把下面评述《杜诗阐》的文字中从“以意逆志解诗,从理论上说是对”开始、到“对杜诗艺术细微而独到的感受。”为止的部分照原样抄录一遍，首尾两处都包括在内。

选录文字 >>
+++

以意逆志解诗,从理论上说是对的,而实际上却非常容易出偏差。卢元昌解说杜诗也有不少不准确和穿凿的地方。本来,古代解说诗歌,受今文经学穿凿附会的影响和比兴说诗的影响,往往以穿凿性的解说为深刻,以穿凿性的解说为时髦。而古代的诗歌理论又要求诗人作诗要有“兴寄”,客观上也要求解说者用比兴说诗的理论来解说。而比兴说诗本来很玄,没有明确的标准或思路,一不留神,就会滑入穿凿附会的泥潭。故而卢元昌也不能幸免于穿凿附会之失。《曲江二首》(卷六)其二:“《韵略》曰:点水,生子也。然则穿花,即求耦也。”所解杜诗为“穿花蛱蝶深深见,点水蜻蜓款款飞”,本是写景,而附会为写性,写爱情,荒唐可笑。《成都府》(卷一〇):“初月出不高,众星尚争光。”卢元昌解云:“旧注以初月比肃宗,众星比史思明之徒,殊谬。即曰有托,初月,是太子俶,众星,是兴定二王。”其实,杜诗二句仍为咏景之作,以比兴解之,即是方法错误。旧注自然误,卢元昌新解亦误。像这样的谬解,《杜诗阐》尚有很多。这是特定文化背景下产生的杜诗研究之普遍现象。好在阐释的主要部分基本没有这些瑕疵,这就使《杜诗阐》总体保持在一个高水平上。

《杜诗阐》也重视对杜诗艺术的研究。其研究有以下特点:(一)将艺术研究与内容研究结合。(二)偏重于对结构和语言艺术的研究。(三)研究有自己的创获。《新婚别》(卷七),卢元昌解云:“一篇中,‘君’字凡七唤。首曰‘结发为君妻’,下数‘君’字,皆从此出。为君妻,则暖君床。席不暖君床,凡以君有行也。为君妻则随君去。既不得暖君床,又焉得随君去。为君妻得为君洗红妆。为君妻,则与君双翔。君行矣,君往矣,不得与君同去矣,红妆已洗也。相望则与君永,凡以为君妻也。七个‘君’字,一呼一泪。” 分析杜甫用“君”字的作用,用“君”字的艺术很有新见,也非常细致深刻。《曲江对酒》(卷六),卢元昌解云:“花落鸟飞,本寻常物色,却于‘逐’字‘兼’字写得出色。‘逐’字‘兼’字,亦未深微,‘逐’曰‘细逐’,逐得有情。‘兼’曰‘时兼’,兼得无意。”也可以看出作者对杜诗艺术细微而独到的感受。

+++

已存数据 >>
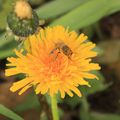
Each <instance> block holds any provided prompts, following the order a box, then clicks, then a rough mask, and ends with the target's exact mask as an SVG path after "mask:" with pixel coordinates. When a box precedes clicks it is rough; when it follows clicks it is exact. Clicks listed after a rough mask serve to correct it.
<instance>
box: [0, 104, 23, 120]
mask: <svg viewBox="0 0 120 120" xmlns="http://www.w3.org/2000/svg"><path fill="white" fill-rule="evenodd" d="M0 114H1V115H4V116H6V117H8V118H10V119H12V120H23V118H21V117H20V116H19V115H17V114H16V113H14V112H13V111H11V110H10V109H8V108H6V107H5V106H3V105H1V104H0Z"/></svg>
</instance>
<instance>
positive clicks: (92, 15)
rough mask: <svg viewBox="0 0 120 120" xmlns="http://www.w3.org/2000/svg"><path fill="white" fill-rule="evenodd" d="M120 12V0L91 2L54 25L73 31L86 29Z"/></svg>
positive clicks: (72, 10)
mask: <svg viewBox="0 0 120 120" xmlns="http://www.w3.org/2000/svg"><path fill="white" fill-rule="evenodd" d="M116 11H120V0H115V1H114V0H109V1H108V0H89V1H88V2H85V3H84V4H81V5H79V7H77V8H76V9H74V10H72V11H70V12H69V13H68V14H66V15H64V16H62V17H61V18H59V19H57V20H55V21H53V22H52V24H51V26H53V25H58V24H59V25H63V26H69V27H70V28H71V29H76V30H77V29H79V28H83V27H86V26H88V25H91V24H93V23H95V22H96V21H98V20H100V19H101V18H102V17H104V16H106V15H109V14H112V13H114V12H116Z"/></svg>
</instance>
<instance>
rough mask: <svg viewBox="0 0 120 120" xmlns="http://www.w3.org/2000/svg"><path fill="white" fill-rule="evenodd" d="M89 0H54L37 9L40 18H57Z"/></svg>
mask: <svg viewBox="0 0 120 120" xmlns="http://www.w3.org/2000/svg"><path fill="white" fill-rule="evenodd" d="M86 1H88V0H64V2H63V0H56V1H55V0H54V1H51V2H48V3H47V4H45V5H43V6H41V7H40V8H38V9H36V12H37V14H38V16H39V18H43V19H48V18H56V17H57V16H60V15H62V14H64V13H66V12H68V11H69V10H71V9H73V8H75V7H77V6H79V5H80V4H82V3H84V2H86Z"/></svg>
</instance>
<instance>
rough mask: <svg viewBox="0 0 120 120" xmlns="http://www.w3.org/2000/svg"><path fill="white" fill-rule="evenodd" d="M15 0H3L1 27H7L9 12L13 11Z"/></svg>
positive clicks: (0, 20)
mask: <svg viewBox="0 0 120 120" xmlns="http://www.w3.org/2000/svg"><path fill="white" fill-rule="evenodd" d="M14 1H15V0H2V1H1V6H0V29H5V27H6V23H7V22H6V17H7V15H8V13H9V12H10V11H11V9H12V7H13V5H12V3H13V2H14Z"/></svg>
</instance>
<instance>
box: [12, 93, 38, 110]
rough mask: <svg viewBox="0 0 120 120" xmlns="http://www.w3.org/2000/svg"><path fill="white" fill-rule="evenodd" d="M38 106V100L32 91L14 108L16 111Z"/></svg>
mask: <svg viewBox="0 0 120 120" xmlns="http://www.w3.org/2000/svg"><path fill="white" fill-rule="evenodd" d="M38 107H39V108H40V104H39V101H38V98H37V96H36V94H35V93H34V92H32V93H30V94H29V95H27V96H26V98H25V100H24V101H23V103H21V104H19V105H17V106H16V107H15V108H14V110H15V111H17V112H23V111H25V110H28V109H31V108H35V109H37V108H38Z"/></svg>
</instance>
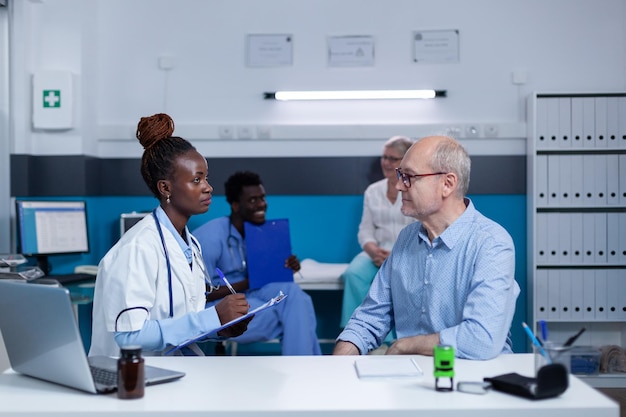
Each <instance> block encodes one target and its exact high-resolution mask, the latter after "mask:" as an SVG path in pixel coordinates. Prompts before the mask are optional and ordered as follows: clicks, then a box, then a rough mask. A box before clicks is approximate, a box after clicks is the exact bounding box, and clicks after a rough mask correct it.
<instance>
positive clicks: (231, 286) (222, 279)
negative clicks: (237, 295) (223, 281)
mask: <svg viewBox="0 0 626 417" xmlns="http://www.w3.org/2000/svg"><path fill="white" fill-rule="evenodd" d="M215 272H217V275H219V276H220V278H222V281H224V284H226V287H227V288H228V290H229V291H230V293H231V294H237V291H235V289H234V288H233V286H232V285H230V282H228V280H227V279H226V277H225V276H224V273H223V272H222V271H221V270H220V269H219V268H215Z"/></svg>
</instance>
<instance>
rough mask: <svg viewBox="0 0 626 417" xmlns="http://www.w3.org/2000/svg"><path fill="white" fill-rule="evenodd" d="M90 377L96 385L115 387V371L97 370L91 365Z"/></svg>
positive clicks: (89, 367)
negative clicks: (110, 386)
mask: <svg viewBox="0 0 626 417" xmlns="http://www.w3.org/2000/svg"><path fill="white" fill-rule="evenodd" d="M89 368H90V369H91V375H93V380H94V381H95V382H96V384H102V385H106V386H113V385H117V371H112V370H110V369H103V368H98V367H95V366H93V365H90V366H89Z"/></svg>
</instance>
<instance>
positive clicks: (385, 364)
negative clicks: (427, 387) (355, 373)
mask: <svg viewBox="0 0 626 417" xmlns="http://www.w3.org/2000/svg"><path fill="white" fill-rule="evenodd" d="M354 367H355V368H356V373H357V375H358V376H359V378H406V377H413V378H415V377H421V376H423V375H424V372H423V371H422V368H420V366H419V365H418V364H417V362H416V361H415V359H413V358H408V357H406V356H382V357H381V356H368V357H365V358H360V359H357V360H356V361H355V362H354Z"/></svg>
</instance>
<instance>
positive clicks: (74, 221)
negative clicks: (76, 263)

+++

本题结果 >>
以意逆志解诗,从理论上说是对的,而实际上却非常容易出偏差。卢元昌解说杜诗也有不少不准确和穿凿的地方。本来,古代解说诗歌,受今文经学穿凿附会的影响和比兴说诗的影响,往往以穿凿性的解说为深刻,以穿凿性的解说为时髦。而古代的诗歌理论又要求诗人作诗要有“兴寄”,客观上也要求解说者用比兴说诗的理论来解说。而比兴说诗本来很玄,没有明确的标准或思路,一不留神,就会滑入穿凿附会的泥潭。故而卢元昌也不能幸免于穿凿附会之失。《曲江二首》(卷六)其二:“《韵略》曰:点水,生子也。然则穿花,即求耦也。”所解杜诗为“穿花蛱蝶深深见,点水蜻蜓款款飞”,本是写景,而附会为写性,写爱情,荒唐可笑。《成都府》(卷一〇):“初月出不高,众星尚争光。”卢元昌解云:“旧注以初月比肃宗,众星比史思明之徒,殊谬。即曰有托,初月,是太子俶,众星,是兴定二王。”其实,杜诗二句仍为咏景之作,以比兴解之,即是方法错误。旧注自然误,卢元昌新解亦误。像这样的谬解,《杜诗阐》尚有很多。这是特定文化背景下产生的杜诗研究之普遍现象。好在阐释的主要部分基本没有这些瑕疵,这就使《杜诗阐》总体保持在一个高水平上。

《杜诗阐》也重视对杜诗艺术的研究。其研究有以下特点:(一)将艺术研究与内容研究结合。(二)偏重于对结构和语言艺术的研究。(三)研究有自己的创获。《新婚别》(卷七),卢元昌解云:“一篇中,‘君’字凡七唤。首曰‘结发为君妻’,下数‘君’字,皆从此出。为君妻,则暖君床。席不暖君床,凡以君有行也。为君妻则随君去。既不得暖君床,又焉得随君去。为君妻得为君洗红妆。为君妻,则与君双翔。君行矣,君往矣,不得与君同去矣,红妆已洗也。相望则与君永,凡以为君妻也。七个‘君’字,一呼一泪。” 分析杜甫用“君”字的作用,用“君”字的艺术很有新见,也非常细致深刻。《曲江对酒》(卷六),卢元昌解云:“花落鸟飞,本寻常物色,却于‘逐’字‘兼’字写得出色。‘逐’字‘兼’字,亦未深微,‘逐’曰‘细逐’,逐得有情。‘兼’曰‘时兼’,兼得无意。”也可以看出作者对杜诗艺术细微而独到的感受。